▶ [Complete the following]:
1. According to the passage on community and self-reflection, how often does it suggest checking in with yourself?
2. From the passage on community and self-reflection, print the text starting at "Something powerful happens" and ending at "they never had.".

Something powerful happens when you walk into a room full of people that is there to grow. A space that feels calm from the moment you enter, where people hold space for one another without needing to explain why. That feeling of being understood and safe thats what community has given me.
Over time, something beautiful starts to happen. You realise that every person carries there own story but there is a shared instinct underneath it.
The desire, to help and give a little hope to others.
That is the heart of every meaningful community and I am lucky enough to be apart of a group that wants to give back what they never had.
The Power of Ongoing Practice
One thing I have learned is that self reflection is important for your mental well being and is the anchor to self love. It is helpful to check in with yourself weekly- sometimes daily- depending on what your mental health needs. As doing this you can learn more about yourself, your triggers, what lights you up and what is pushing you back in life.
It is discovering who you are underneath the noise.

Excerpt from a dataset
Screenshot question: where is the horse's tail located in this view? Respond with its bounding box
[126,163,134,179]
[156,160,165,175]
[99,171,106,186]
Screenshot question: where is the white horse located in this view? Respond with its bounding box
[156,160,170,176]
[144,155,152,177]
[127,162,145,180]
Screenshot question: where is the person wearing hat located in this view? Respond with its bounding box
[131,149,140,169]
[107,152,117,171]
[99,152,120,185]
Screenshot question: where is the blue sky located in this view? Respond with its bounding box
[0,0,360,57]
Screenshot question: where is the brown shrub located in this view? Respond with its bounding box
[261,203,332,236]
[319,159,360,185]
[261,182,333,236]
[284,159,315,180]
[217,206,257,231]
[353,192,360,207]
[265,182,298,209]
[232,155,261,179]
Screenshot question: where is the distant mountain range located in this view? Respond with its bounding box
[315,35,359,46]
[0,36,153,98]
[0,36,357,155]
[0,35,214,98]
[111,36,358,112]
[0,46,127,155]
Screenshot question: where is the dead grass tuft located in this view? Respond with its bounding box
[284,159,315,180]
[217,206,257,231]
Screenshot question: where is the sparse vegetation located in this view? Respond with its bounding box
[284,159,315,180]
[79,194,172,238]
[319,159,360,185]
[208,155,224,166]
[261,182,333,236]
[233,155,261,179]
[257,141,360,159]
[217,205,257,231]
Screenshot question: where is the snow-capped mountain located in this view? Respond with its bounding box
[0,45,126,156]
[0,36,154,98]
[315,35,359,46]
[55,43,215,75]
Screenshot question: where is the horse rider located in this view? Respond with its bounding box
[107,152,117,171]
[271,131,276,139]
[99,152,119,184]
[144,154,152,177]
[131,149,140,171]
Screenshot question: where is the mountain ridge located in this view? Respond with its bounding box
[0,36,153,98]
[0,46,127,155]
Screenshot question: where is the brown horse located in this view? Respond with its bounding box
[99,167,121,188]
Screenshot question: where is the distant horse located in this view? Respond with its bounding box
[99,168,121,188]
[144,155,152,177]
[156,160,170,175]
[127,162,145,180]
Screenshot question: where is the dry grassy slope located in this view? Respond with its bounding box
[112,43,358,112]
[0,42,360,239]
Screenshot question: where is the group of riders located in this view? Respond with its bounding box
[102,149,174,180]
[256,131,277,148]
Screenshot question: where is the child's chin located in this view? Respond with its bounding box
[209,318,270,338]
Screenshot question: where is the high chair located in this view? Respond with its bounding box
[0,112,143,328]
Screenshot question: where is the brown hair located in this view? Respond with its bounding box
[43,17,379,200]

▶ [Solved tasks]:
1. Weekly, and sometimes daily, depending on what your mental health needs.

2.
Something powerful happens when you walk into a room full of people that is there to grow. A space that feels calm from the moment you enter, where people hold space for one another without needing to explain why. That feeling of being understood and safe thats what community has given me.
Over time, something beautiful starts to happen. You realise that every person carries there own story but there is a shared instinct underneath it.
The desire, to help and give a little hope to others.
That is the heart of every meaningful community and I am lucky enough to be apart of a group that wants to give back what they never had.